* WRITTEN TASK
Please pick out every line in the records that contains the word "window", and copy each of those lines.

↓

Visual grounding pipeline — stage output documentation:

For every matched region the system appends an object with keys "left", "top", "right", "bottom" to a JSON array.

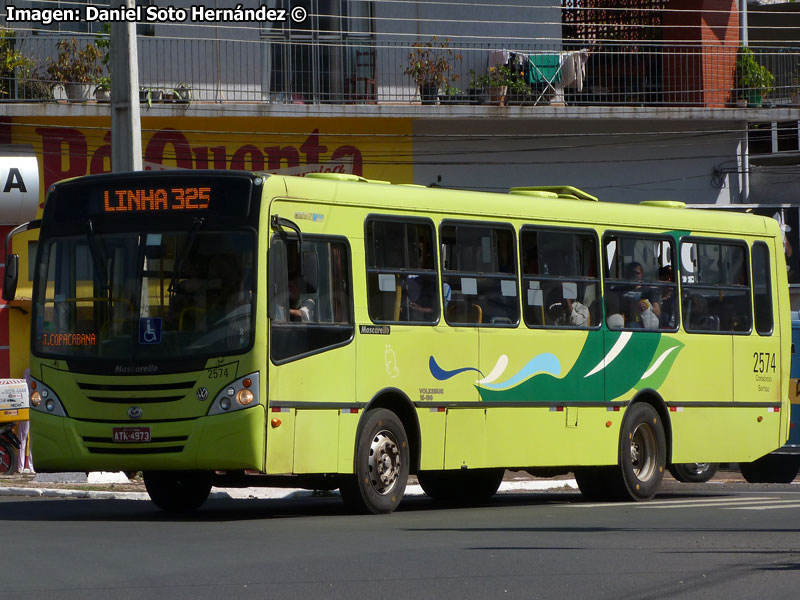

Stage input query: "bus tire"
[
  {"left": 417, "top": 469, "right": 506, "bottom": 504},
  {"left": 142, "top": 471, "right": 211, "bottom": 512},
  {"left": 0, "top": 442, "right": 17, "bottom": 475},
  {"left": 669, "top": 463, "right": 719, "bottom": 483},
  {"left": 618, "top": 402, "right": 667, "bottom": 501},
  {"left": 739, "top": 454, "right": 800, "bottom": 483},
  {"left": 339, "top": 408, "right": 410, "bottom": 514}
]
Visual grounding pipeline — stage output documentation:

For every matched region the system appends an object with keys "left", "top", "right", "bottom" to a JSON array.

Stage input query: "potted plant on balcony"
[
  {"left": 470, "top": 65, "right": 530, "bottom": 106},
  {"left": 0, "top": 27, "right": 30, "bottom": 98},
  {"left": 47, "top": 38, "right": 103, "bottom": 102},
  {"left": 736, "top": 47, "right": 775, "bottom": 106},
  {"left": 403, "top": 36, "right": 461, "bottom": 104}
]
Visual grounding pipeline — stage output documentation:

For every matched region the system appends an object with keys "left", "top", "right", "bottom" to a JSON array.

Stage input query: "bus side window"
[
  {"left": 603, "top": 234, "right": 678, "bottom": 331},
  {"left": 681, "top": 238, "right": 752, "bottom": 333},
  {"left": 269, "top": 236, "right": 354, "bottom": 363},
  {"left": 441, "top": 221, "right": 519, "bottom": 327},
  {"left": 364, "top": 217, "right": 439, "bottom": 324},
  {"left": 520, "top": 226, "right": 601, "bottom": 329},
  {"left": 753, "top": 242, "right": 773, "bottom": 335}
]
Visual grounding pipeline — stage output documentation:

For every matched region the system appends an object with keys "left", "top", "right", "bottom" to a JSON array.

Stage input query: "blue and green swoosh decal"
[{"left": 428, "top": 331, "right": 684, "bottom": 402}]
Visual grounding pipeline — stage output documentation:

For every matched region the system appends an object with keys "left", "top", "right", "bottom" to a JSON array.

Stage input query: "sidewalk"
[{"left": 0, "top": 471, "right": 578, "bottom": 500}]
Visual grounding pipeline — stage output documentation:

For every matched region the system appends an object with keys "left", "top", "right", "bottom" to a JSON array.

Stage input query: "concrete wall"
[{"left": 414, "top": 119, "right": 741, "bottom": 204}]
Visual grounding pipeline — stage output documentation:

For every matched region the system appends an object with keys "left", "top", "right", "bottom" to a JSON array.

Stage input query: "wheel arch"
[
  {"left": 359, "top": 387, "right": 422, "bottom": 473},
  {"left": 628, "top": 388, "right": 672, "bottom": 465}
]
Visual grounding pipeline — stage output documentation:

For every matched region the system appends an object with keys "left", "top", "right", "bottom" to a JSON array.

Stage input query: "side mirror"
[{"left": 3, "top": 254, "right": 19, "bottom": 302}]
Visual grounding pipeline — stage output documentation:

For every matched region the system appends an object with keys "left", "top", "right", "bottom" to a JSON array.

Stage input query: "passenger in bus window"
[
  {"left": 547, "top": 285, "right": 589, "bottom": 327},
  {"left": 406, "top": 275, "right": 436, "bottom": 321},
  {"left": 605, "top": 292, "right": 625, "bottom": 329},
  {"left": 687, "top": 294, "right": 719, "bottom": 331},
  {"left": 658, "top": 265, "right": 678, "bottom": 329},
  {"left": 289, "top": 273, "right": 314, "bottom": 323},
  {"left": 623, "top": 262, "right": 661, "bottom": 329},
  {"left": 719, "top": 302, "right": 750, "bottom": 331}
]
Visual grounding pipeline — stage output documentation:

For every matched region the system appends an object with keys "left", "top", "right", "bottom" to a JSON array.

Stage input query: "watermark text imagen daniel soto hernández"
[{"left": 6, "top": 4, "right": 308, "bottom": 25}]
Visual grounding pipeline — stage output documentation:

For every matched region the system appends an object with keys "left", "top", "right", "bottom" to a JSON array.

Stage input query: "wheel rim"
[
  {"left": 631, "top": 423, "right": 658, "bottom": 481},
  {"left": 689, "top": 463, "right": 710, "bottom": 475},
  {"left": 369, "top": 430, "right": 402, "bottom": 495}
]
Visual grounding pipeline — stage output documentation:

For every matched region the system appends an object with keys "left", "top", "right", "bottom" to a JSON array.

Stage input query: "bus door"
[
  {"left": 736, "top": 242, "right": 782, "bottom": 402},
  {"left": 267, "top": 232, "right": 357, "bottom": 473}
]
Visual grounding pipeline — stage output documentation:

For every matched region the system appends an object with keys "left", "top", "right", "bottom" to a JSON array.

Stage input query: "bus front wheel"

↑
↓

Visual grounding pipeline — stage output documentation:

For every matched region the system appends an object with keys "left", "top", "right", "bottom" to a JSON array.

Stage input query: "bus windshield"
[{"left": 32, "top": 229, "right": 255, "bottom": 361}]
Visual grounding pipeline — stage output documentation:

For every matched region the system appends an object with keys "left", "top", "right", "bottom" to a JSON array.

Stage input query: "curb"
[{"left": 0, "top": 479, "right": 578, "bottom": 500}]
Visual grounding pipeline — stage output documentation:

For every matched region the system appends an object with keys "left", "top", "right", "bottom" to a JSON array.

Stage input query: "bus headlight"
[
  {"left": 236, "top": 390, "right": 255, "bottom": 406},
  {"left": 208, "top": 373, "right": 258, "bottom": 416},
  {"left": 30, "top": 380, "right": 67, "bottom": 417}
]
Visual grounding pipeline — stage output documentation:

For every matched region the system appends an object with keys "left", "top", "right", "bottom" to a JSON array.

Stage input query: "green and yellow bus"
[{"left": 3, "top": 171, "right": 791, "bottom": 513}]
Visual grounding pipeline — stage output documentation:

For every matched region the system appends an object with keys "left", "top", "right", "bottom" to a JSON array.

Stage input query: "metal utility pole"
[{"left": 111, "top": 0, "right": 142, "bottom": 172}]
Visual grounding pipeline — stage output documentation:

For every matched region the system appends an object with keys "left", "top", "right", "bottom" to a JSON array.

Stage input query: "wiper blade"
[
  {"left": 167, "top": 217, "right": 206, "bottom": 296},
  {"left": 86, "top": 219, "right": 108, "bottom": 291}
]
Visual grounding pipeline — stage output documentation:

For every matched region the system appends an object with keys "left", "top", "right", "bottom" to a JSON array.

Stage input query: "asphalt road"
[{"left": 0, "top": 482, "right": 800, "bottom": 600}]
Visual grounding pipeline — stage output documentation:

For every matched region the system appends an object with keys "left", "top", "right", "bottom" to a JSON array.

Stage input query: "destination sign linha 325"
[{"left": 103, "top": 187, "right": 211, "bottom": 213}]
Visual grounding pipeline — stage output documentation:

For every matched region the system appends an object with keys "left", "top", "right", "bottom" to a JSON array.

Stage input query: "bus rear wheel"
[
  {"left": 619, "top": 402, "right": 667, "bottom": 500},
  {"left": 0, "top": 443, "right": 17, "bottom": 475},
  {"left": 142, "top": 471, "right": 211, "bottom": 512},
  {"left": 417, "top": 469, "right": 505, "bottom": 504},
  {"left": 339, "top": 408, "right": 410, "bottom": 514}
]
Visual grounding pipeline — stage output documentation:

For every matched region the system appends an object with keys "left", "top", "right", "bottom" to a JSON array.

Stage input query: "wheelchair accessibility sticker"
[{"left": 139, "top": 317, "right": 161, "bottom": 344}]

↑
↓

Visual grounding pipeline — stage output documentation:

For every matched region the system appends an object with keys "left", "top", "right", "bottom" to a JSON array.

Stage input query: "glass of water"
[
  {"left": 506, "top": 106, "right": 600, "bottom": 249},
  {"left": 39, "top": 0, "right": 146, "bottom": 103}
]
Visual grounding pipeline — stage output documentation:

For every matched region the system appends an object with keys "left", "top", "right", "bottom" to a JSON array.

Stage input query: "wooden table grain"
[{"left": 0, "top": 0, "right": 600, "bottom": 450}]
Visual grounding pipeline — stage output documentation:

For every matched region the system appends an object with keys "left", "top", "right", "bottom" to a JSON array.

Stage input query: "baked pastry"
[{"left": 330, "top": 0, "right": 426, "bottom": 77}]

↑

* RESPONSE
Stage input query: "bus side window"
Stage input query: "passenger in bus window"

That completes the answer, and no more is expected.